→ **TASK REQUIREMENTS**:
Write out, with no changes, the lines of the records from the start through the line containing "(0, 0), (492, 142)", including both the first line and that line.
>> START EXERCISE MATERIALS
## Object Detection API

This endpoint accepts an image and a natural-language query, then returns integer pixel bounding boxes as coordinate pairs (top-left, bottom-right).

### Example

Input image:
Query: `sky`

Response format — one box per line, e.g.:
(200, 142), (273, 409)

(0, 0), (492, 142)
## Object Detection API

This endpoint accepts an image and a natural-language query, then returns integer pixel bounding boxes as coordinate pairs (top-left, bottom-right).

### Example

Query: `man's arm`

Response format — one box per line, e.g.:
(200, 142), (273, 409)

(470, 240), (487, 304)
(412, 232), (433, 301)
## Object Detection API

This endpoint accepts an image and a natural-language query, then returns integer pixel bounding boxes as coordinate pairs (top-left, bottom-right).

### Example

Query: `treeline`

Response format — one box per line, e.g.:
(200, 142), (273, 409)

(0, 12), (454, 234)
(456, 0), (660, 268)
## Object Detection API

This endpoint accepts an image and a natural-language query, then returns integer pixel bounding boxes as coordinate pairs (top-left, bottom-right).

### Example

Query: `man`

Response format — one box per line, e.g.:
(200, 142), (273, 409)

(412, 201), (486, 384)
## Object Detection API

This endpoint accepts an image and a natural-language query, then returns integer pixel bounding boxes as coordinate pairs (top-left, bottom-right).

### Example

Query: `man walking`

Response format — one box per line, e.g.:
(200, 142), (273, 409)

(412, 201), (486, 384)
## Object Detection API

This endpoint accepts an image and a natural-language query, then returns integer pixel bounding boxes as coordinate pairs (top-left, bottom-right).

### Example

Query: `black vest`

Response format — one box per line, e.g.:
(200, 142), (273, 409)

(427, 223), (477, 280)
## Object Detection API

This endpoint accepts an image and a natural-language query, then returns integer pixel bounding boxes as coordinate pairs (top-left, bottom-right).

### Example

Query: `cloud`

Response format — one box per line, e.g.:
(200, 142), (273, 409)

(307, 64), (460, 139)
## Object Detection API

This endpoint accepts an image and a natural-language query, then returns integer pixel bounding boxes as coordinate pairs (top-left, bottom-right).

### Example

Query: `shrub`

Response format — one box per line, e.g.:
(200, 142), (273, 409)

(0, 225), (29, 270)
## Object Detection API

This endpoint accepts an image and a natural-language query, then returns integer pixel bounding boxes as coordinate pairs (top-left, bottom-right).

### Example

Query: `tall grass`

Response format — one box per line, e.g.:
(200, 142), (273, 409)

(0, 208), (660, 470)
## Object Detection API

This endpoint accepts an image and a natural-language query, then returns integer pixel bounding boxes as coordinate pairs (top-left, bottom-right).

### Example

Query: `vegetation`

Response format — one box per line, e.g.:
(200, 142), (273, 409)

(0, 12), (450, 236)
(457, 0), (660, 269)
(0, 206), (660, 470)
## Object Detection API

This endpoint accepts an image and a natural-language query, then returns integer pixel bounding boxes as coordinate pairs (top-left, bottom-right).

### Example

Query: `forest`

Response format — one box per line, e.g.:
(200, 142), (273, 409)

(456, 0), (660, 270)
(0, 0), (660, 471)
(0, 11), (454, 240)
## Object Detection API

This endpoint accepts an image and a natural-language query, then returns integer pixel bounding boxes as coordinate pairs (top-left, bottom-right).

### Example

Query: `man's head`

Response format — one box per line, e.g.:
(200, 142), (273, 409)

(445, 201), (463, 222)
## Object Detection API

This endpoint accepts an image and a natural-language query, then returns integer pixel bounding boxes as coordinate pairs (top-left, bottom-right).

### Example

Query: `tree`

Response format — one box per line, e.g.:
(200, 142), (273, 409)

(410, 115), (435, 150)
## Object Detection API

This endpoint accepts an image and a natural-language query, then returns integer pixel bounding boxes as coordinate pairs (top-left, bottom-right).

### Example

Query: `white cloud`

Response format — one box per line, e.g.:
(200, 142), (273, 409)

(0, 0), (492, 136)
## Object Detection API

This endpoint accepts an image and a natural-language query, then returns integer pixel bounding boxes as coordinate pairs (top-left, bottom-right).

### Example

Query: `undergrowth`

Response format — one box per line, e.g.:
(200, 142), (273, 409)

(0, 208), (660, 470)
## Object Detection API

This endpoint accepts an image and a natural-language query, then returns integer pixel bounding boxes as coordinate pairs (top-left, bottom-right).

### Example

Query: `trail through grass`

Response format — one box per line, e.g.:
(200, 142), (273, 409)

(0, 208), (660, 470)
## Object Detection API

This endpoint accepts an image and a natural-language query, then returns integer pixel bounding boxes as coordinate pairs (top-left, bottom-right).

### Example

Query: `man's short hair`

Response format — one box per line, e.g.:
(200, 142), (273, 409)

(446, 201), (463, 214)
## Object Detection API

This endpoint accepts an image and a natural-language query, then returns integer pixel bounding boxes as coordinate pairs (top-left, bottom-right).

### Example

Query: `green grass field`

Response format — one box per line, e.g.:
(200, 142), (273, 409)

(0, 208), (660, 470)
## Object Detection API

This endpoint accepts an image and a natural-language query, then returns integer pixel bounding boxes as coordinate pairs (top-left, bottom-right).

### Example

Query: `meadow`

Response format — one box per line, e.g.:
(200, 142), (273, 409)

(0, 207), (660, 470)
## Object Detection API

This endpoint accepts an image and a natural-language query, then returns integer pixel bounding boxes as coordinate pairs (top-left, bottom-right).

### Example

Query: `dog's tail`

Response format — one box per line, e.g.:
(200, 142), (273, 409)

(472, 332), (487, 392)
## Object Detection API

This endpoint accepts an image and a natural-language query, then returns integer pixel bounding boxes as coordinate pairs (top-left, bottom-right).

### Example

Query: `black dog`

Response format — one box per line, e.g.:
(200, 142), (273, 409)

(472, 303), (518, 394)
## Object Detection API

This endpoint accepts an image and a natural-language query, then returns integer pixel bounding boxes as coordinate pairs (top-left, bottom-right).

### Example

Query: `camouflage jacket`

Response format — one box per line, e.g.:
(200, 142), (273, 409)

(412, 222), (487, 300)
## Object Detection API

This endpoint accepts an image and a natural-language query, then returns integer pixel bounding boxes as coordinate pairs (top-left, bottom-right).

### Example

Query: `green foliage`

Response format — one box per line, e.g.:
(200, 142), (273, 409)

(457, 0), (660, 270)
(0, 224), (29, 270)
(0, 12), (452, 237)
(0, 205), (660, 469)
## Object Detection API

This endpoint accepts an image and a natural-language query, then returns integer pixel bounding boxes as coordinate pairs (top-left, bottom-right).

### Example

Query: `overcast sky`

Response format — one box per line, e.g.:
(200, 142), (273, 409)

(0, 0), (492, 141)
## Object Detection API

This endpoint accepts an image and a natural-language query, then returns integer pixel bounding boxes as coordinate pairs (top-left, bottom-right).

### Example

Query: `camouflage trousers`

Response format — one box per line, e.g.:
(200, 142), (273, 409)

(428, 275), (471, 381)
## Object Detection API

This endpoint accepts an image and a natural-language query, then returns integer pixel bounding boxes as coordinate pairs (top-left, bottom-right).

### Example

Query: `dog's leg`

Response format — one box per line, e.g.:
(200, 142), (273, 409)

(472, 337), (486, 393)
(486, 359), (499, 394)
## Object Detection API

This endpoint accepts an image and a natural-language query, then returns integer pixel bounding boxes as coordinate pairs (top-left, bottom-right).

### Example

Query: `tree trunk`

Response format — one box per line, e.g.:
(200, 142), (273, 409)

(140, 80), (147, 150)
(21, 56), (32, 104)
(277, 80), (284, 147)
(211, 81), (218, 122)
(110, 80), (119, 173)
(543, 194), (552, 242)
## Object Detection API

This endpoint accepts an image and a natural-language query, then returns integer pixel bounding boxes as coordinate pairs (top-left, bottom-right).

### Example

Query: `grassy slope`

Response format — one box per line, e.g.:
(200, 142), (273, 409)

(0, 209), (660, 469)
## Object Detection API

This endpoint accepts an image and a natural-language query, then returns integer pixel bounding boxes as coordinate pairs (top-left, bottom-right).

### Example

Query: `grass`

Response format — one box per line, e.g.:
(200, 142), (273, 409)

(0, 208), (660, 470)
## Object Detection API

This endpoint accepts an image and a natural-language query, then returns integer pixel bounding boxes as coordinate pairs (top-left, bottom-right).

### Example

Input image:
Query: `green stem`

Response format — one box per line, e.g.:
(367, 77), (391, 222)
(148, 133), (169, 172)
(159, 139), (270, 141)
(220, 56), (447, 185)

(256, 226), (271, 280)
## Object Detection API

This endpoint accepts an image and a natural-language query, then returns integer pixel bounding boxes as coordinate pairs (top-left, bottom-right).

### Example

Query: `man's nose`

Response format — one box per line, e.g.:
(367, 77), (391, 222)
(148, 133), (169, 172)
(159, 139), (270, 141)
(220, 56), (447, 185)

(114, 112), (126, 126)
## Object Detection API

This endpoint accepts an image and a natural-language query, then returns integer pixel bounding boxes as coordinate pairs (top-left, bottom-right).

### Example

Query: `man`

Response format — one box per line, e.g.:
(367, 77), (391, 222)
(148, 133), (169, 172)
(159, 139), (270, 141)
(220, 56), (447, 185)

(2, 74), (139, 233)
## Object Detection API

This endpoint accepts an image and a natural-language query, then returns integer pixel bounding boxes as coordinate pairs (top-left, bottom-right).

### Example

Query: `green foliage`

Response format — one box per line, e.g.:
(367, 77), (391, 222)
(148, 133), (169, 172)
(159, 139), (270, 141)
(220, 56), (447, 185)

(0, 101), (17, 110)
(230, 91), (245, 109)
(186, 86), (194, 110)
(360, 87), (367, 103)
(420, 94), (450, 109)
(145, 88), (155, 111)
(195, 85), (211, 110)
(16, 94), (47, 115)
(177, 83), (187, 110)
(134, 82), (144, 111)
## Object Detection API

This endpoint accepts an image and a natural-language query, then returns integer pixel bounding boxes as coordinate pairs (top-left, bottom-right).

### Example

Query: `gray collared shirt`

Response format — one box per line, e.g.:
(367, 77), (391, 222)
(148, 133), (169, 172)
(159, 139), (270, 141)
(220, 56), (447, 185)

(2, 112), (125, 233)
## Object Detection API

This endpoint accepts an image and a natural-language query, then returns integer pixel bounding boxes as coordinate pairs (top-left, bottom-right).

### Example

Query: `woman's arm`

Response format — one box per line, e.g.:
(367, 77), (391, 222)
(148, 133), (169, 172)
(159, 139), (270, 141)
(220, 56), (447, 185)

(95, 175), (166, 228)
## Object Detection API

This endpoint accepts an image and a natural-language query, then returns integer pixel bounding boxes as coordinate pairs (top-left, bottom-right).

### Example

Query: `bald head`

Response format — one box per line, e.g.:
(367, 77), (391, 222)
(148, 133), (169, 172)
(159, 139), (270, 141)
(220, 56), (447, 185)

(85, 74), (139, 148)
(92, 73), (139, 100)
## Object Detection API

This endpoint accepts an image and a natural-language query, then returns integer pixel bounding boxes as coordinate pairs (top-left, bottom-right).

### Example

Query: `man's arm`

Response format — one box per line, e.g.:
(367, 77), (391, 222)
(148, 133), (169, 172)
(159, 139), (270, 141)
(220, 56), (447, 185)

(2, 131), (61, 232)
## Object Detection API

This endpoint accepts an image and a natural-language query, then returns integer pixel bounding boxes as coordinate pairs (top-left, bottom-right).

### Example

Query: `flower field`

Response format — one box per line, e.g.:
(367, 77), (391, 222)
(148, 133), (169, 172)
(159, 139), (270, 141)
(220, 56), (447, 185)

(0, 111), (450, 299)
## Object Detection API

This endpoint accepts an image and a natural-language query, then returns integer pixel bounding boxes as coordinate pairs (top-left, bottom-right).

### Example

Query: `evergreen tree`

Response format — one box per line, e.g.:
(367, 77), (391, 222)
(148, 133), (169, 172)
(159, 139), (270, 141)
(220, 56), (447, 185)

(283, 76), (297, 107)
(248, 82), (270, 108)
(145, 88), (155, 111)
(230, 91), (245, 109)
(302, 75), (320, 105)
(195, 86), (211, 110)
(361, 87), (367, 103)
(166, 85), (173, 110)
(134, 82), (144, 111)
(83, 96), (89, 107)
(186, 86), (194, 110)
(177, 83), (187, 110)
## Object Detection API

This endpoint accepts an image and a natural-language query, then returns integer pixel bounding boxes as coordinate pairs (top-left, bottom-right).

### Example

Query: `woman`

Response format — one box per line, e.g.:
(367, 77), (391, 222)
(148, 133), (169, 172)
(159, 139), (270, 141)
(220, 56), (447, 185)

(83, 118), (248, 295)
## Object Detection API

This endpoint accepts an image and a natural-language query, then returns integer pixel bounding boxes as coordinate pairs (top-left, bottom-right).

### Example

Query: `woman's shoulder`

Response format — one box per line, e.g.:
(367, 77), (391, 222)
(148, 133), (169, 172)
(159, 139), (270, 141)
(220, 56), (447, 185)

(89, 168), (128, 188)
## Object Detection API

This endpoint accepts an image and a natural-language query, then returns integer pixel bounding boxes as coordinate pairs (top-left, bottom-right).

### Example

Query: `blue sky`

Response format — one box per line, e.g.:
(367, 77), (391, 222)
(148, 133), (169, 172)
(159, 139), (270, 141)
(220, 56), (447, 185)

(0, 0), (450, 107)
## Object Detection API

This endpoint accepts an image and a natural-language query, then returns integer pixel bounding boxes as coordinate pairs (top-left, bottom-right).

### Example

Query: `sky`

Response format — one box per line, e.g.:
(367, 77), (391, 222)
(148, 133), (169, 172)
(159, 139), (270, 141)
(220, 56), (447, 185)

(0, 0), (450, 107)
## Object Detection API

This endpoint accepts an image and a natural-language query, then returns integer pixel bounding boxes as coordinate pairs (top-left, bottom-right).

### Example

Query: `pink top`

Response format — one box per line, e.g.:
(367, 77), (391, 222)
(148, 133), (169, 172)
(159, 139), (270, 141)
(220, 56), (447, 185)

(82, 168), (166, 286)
>> END EXERCISE MATERIALS
→ **WRITTEN SOLUTION**:
## Object Detection API

This endpoint accepts an image and a natural-language query, then returns integer pixel bounding boxes as coordinate pairs (top-left, bottom-right).

### Example

Input image:
Query: `sky`

Response format — one box per line, e.g.:
(200, 142), (273, 409)

(0, 0), (492, 142)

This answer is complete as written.